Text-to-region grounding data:
━━━━━━━━

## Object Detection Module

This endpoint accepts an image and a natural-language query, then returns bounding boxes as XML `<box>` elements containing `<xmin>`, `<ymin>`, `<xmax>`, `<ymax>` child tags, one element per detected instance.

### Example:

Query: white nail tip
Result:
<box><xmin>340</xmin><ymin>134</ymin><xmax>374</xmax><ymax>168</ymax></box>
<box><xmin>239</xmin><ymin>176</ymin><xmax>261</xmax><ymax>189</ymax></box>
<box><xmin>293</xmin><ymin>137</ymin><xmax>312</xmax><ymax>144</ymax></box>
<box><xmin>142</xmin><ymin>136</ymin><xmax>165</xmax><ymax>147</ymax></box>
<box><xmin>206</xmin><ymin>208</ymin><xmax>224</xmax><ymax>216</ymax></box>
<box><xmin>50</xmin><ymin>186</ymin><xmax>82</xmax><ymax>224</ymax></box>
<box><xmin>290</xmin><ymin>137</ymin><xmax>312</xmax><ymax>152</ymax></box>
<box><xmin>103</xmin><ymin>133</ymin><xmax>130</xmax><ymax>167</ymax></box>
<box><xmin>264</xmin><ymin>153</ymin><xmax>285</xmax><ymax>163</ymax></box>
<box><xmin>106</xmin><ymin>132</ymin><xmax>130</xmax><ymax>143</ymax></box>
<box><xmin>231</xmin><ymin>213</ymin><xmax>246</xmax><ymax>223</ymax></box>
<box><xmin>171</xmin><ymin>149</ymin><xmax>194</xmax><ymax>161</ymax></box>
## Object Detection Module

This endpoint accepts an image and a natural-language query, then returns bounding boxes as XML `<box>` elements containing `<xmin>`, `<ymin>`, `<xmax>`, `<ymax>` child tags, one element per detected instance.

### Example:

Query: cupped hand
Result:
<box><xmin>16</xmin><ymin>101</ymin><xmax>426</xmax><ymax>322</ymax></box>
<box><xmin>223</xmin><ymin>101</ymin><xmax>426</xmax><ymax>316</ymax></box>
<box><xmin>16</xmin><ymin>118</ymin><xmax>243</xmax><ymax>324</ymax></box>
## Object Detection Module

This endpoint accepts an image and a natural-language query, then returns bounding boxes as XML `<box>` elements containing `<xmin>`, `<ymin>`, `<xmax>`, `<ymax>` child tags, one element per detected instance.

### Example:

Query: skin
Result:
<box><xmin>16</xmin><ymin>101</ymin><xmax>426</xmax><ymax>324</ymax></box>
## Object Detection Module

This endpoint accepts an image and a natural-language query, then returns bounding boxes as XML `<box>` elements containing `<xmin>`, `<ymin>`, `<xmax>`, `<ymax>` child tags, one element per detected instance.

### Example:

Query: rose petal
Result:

━━━━━━━━

- [YOUR GOAL]
Only the lines from the beginning of the entries through the line bearing "Query: white nail tip" should be returned, each exactly as written.

- [FINAL ANSWER]
## Object Detection Module

This endpoint accepts an image and a natural-language query, then returns bounding boxes as XML `<box>` elements containing `<xmin>`, `<ymin>`, `<xmax>`, `<ymax>` child tags, one element per detected instance.

### Example:

Query: white nail tip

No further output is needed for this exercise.